→ **Work instructions**: Render the records below as a two-column CSV with the header instruction,output, giving one row for each request: the request's text in instruction and its answer in output. Put each field in double quotes, turn line breaks into spaces, and leave the pictures out.

→ **Materials provided**:

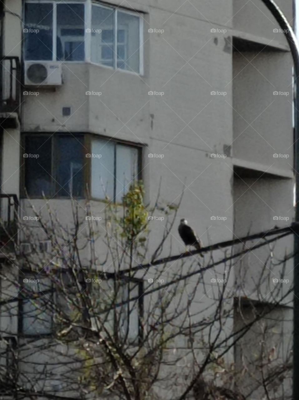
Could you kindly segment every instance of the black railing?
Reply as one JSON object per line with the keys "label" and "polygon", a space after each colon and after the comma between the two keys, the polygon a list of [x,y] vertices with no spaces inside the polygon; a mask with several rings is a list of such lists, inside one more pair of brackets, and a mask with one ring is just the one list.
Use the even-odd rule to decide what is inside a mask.
{"label": "black railing", "polygon": [[19,58],[4,57],[0,61],[0,112],[19,113],[20,78]]}
{"label": "black railing", "polygon": [[18,241],[19,201],[16,194],[0,194],[0,258]]}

→ **Exercise output**:
instruction,output
"Could you kindly segment every instance of the black railing? Reply as one JSON object per line with the keys ""label"" and ""polygon"", a space after each colon and after the comma between the two keys, the polygon a list of [x,y] vertices with no spaces inside the polygon; a mask with several rings is a list of such lists, inside one more pair of brackets, and a mask with one ring is just the one list. Use the even-odd rule to decide what is inside a mask.","{""label"": ""black railing"", ""polygon"": [[19,58],[4,57],[0,61],[0,112],[19,113],[20,78]]} {""label"": ""black railing"", ""polygon"": [[18,241],[19,201],[16,194],[0,194],[0,258]]}"